### The exercise
Write out every line of the material below as a JSON list of strings, one string per line, with blank lines left out. Leave the pictures out.

Pointing records:
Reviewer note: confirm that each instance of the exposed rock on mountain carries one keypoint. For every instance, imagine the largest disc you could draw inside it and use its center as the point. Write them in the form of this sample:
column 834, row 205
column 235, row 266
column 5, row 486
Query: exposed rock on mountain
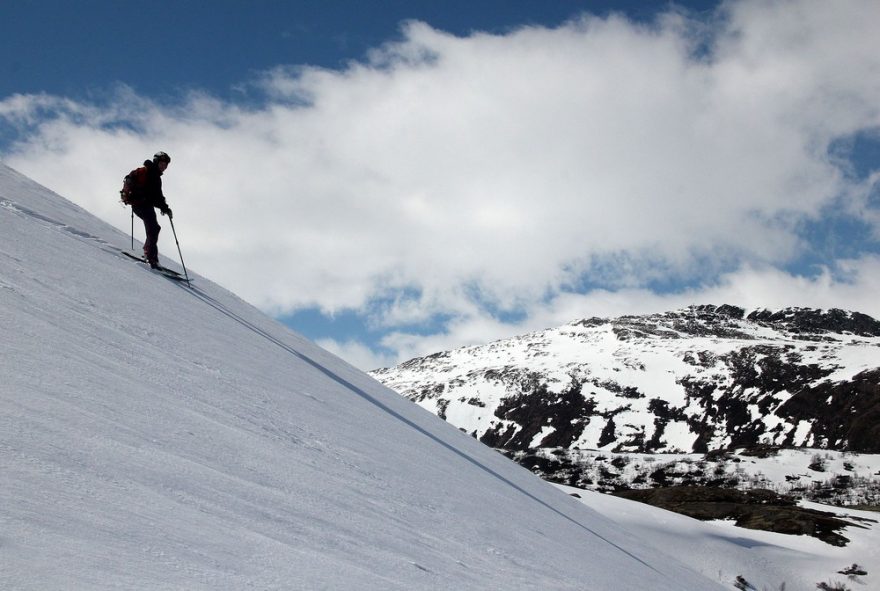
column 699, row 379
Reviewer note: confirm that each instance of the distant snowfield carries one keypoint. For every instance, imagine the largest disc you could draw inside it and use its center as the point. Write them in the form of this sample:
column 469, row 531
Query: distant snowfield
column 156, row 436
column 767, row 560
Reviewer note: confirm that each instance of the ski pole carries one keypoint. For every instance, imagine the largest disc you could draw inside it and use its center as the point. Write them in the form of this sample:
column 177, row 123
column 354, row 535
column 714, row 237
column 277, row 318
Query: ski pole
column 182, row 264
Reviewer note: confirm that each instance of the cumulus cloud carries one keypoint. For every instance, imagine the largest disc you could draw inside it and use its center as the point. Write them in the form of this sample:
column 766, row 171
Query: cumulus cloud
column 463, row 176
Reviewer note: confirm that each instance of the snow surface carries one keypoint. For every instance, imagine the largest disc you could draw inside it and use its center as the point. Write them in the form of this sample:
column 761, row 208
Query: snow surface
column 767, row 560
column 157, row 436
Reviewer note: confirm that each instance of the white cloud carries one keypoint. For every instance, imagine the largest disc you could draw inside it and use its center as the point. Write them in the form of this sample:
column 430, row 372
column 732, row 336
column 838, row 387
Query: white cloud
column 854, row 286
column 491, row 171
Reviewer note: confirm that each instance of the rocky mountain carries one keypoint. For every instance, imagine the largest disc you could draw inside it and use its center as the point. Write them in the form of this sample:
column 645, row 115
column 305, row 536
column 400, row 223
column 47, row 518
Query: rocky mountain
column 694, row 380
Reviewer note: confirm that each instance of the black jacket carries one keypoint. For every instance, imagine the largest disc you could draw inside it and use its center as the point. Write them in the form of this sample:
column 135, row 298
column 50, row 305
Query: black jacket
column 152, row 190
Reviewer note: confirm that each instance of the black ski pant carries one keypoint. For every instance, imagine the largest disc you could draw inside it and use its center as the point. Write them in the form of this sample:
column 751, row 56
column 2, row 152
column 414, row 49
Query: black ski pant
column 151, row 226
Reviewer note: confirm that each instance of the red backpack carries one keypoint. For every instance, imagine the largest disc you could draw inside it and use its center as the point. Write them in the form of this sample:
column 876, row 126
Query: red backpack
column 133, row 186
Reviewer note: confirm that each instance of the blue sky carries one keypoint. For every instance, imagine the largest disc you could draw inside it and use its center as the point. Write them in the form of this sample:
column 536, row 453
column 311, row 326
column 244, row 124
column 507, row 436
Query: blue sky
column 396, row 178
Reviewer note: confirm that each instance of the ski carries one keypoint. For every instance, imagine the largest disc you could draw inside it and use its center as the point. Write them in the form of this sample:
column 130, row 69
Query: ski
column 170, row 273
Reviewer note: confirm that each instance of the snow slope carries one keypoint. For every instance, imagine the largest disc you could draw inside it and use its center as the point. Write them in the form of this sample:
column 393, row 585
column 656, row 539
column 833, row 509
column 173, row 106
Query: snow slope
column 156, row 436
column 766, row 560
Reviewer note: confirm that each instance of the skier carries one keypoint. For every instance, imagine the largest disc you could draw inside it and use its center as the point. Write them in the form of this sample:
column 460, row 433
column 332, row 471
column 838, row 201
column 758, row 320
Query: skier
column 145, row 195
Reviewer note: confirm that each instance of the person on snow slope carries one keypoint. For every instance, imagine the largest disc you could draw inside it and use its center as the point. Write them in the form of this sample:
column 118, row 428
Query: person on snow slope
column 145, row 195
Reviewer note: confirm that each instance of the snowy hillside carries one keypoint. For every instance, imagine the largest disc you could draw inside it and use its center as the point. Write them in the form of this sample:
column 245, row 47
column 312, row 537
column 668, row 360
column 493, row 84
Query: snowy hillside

### Solution
[
  "Reviewer note: confirm that each instance of the exposed rock on mountain carries one keypoint. For every instance, imagine the largest disc you could draw inside it and use its center as the point. Write them in the form of this sample:",
  "column 834, row 205",
  "column 235, row 266",
  "column 5, row 486",
  "Query: exposed rock on mountain",
  "column 699, row 379",
  "Reviewer note: confirm that each instance of the distant snowfield carries one keypoint. For every instance, imagine the largest disc you could draw inside it and use its center as the point. Write them in the form of this sample:",
  "column 469, row 531",
  "Query: distant snowfield",
  "column 156, row 436",
  "column 767, row 560",
  "Reviewer note: confirm that each instance of the ski pole carries one keypoint. For every instance, imagine the largest disc you could draw inside it and use its center as the point. Write them in the form of this sample:",
  "column 177, row 123",
  "column 354, row 535",
  "column 714, row 237",
  "column 277, row 318",
  "Query: ski pole",
  "column 182, row 264",
  "Reviewer note: confirm that each instance of the cumulus cloud carries one keypoint. For every instance, imagine the largest disc you could draw inside it and use its center as the point. Write them in the form of this sample:",
  "column 766, row 171",
  "Query: cumulus cloud",
  "column 463, row 176",
  "Reviewer note: confirm that each instance of the snow surface carries one keypoint. For every instance, imagine the largest disc you could draw inside it and use its center as the point. Write them in the form of this sample:",
  "column 761, row 208",
  "Query: snow surface",
  "column 767, row 560",
  "column 157, row 436",
  "Reviewer note: confirm that each instance of the white cloud carries one keypoint. For every instance, imagine the largest disc you could draw inside it and use its center as the point. Write them in the form of this sample:",
  "column 430, row 372",
  "column 732, row 336",
  "column 838, row 387",
  "Query: white cloud",
  "column 854, row 286",
  "column 491, row 171",
  "Reviewer note: confirm that each instance of the rocky mountain carries one keypoint. For every instance, imagine the largest disc you could draw inside it and use its center as the point. Write them in the form of this sample:",
  "column 645, row 115",
  "column 305, row 536",
  "column 400, row 223",
  "column 47, row 518",
  "Query: rocky mountain",
  "column 694, row 380",
  "Reviewer note: confirm that each instance of the black jacket carries one keypoint. For every instance, imagine the largest disc you could draw inside it and use its center as the point. Write them in the form of this sample:",
  "column 135, row 298",
  "column 50, row 305",
  "Query: black jacket",
  "column 152, row 190",
  "Reviewer note: confirm that each instance of the black ski pant carries one keypoint. For every instance, imagine the largest disc you could draw inside it and use its center as the point. Write them in the form of this sample:",
  "column 751, row 56",
  "column 2, row 152",
  "column 414, row 49",
  "Query: black ski pant",
  "column 151, row 226",
  "Reviewer note: confirm that each instance of the red backpack carries one keypoint. For every instance, imagine the largest disc you could draw inside it and use its center as the point. Write them in the form of this sample:",
  "column 876, row 126",
  "Query: red backpack",
  "column 133, row 186",
  "Reviewer note: confirm that each instance of the blue sky carries one keypoint. For every instance, imagine the largest disc you could draw inside it and use its center as the point. Write them in the form of this sample:",
  "column 536, row 453",
  "column 311, row 326",
  "column 244, row 124",
  "column 507, row 436",
  "Query: blue sky",
  "column 396, row 178",
  "Reviewer note: confirm that each instance of the ski carries one keypoint. For every instance, imagine the largest disc you could draw inside it and use its center as the point. Write them in the form of this sample:",
  "column 130, row 69",
  "Query: ski",
  "column 170, row 273",
  "Reviewer note: confirm that each instance of the snow slope carries one keypoint. For every instance, imagine the largest disc you could draw inside it and use its center as the point. Write them in the form of this sample:",
  "column 393, row 585",
  "column 656, row 539",
  "column 833, row 509",
  "column 173, row 106",
  "Query: snow slope",
  "column 156, row 436",
  "column 766, row 560",
  "Reviewer note: confirm that each instance of the skier carries one keypoint. For every instance, imagine the largest disc you could draw inside it and use its center as the point. Write them in the form of this sample:",
  "column 460, row 433",
  "column 332, row 471",
  "column 838, row 201",
  "column 758, row 320",
  "Query: skier",
  "column 145, row 195",
  "Reviewer note: confirm that each instance of the person on snow slope carries one keypoint. For every instance, imagine the largest disc you could draw inside it and use its center as the point. Write them in the form of this sample:",
  "column 118, row 428",
  "Query: person on snow slope",
  "column 145, row 195",
  "Reviewer note: confirm that each instance of the snowy hillside carries one keypoint. For every instance, imagine the largest disc you could draw inside it and use its center as the point. Write them in the form of this sample:",
  "column 245, row 47",
  "column 312, row 537",
  "column 668, row 360",
  "column 493, row 84",
  "Query: snowy hillside"
]